Source material.
##########

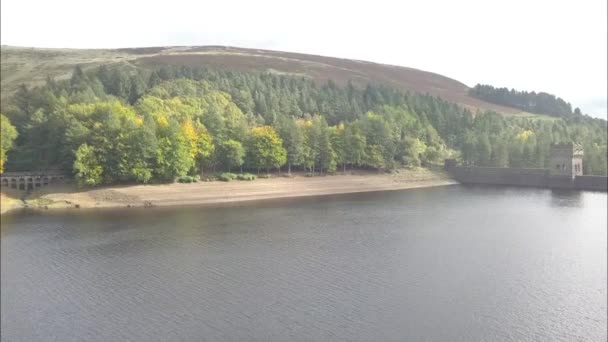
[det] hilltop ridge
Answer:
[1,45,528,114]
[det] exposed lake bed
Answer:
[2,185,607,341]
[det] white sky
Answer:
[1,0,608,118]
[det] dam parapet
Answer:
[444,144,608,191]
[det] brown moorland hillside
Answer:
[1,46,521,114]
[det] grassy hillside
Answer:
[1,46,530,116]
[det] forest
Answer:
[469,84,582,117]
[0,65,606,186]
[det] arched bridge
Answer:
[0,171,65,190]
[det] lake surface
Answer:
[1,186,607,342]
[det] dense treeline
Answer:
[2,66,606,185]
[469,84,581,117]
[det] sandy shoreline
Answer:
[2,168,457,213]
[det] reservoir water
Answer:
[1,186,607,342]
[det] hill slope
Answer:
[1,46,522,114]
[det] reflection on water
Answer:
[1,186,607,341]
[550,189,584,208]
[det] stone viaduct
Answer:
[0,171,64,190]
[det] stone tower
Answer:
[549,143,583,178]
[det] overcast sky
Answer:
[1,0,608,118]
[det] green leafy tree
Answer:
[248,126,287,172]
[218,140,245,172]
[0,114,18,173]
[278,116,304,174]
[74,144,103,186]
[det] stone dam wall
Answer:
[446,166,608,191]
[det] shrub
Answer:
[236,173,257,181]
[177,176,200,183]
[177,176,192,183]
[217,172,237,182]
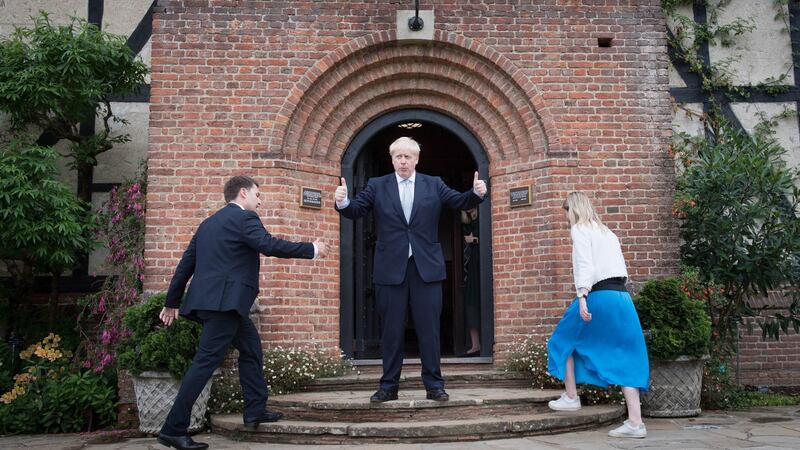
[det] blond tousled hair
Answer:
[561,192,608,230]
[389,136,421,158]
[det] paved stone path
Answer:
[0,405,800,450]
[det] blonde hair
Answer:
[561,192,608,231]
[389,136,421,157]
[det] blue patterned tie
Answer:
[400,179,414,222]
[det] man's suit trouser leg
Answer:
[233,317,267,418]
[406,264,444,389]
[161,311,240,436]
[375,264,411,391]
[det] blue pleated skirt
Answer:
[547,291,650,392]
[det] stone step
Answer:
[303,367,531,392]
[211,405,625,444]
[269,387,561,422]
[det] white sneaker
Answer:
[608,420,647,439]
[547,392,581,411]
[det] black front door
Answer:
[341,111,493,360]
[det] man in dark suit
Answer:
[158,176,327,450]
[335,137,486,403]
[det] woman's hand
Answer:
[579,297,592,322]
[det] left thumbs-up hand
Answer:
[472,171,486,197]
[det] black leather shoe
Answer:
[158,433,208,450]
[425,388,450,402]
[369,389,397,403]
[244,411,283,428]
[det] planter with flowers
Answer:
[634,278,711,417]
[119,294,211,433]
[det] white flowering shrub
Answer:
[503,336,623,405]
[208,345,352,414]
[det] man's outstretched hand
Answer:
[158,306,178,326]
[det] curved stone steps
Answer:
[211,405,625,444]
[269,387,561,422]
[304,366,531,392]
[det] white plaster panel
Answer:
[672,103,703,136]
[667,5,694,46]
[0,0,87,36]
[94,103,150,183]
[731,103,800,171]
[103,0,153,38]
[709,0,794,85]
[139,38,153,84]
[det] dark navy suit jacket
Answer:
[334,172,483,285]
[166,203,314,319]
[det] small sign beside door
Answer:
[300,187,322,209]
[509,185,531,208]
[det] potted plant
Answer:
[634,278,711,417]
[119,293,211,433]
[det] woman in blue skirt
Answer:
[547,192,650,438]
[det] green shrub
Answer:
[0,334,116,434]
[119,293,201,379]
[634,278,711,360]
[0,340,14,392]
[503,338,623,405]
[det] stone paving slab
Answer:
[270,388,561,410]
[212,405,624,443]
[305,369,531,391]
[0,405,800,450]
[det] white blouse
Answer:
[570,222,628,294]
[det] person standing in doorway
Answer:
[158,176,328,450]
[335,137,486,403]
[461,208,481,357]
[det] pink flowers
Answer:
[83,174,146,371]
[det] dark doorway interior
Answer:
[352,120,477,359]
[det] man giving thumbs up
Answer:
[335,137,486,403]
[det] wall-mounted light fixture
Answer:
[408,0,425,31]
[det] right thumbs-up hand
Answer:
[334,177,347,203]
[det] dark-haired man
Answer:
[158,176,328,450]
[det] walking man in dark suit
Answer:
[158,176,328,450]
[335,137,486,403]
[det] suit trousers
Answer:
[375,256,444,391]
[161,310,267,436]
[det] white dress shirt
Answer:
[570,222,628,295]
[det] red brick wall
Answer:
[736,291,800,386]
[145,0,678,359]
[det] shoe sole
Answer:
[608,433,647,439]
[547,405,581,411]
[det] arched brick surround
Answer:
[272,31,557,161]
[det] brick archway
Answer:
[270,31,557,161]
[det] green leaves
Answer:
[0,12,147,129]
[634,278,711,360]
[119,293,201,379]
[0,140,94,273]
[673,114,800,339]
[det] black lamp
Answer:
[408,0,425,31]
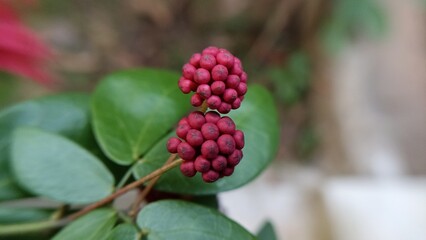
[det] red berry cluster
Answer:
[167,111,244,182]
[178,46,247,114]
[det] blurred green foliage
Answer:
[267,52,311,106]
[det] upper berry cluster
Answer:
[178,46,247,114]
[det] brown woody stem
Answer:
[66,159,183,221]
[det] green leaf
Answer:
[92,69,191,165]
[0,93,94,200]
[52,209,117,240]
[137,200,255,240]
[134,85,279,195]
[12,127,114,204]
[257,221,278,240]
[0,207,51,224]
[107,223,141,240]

##########

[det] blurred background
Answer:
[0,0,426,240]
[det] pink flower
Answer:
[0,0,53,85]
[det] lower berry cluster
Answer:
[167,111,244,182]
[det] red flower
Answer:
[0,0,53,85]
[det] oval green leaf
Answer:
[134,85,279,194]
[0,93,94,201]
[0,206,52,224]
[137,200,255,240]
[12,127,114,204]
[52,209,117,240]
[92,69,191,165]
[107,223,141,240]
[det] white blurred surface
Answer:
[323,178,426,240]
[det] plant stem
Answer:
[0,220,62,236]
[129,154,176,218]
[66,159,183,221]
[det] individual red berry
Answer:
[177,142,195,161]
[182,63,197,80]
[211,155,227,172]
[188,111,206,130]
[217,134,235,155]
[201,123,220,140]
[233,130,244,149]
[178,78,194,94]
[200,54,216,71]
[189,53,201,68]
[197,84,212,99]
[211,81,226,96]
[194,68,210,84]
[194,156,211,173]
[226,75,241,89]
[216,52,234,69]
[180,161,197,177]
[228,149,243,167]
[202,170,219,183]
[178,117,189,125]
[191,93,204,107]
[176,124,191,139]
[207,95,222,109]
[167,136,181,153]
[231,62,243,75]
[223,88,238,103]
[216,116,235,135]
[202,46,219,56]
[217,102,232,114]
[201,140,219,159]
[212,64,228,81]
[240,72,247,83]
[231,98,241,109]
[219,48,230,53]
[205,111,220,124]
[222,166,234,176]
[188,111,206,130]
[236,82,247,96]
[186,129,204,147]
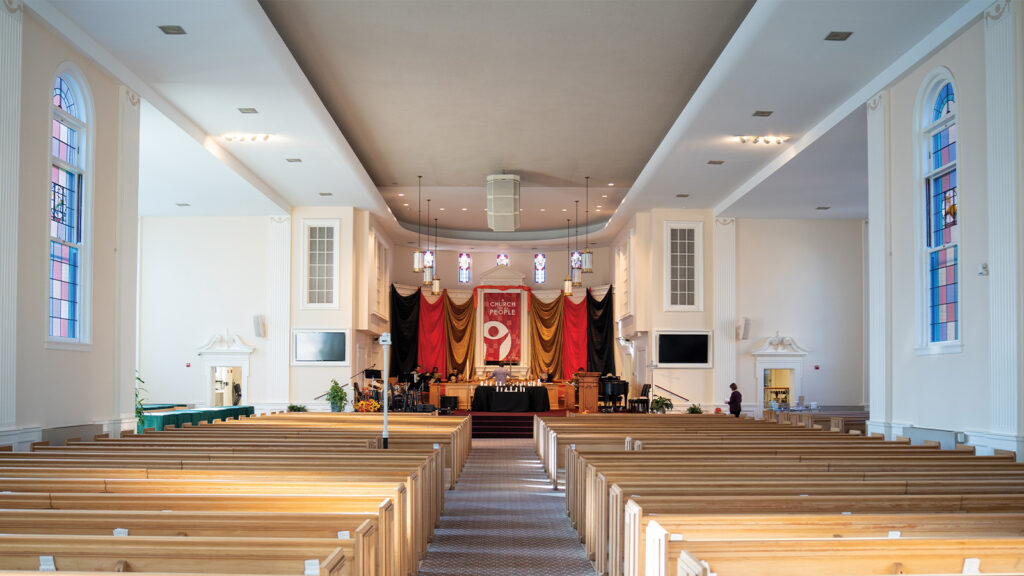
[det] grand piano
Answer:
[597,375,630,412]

##########

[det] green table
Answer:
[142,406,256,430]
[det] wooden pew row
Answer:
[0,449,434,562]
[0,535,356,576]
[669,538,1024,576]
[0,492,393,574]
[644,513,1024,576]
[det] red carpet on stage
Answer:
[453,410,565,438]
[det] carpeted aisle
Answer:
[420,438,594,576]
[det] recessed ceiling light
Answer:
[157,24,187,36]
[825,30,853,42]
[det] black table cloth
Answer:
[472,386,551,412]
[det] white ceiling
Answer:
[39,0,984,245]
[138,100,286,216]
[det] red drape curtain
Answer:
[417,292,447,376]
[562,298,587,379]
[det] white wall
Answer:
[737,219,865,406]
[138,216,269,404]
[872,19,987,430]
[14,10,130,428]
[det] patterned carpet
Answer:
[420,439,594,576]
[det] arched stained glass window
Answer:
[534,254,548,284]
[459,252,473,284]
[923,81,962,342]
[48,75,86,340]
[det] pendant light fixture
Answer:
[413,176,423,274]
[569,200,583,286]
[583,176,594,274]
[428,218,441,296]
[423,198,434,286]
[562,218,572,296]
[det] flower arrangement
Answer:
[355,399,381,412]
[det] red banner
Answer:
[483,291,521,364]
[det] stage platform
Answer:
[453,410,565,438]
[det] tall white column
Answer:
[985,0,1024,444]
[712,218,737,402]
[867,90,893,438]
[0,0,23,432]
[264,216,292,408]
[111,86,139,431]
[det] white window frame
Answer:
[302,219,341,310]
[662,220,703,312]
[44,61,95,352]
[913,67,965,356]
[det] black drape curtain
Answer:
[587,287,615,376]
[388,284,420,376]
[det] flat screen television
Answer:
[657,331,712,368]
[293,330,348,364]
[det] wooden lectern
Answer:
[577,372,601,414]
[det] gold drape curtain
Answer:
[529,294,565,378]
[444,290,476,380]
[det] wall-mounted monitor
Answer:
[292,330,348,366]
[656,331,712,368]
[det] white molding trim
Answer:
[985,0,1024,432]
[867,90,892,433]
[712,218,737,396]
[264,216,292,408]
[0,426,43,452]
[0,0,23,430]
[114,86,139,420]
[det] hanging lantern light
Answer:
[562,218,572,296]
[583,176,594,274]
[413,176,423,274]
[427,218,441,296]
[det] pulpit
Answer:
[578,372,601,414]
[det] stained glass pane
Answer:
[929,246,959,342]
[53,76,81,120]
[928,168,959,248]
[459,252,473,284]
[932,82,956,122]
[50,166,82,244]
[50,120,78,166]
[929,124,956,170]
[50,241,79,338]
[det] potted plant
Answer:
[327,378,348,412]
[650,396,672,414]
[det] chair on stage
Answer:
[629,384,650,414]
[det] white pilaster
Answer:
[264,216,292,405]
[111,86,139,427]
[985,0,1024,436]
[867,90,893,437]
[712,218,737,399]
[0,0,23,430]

##########

Duplicate the entries from the line that contains "[det] left thumbs-up hand" through the line that contains "[304,366,531,392]", including both of those lines.

[det] left thumbs-up hand
Answer:
[472,171,486,197]
[det] black leather shoe
Answer:
[158,433,208,450]
[425,388,450,402]
[369,389,397,403]
[244,411,283,428]
[det] planter with flowers
Answer:
[634,278,711,417]
[119,294,211,433]
[det] white flowering shrub
Answer:
[503,336,623,405]
[208,345,352,414]
[det] man's outstretched hand
Answer:
[158,306,178,326]
[det] curved stone steps
Answer:
[211,405,625,444]
[269,387,561,422]
[304,366,531,392]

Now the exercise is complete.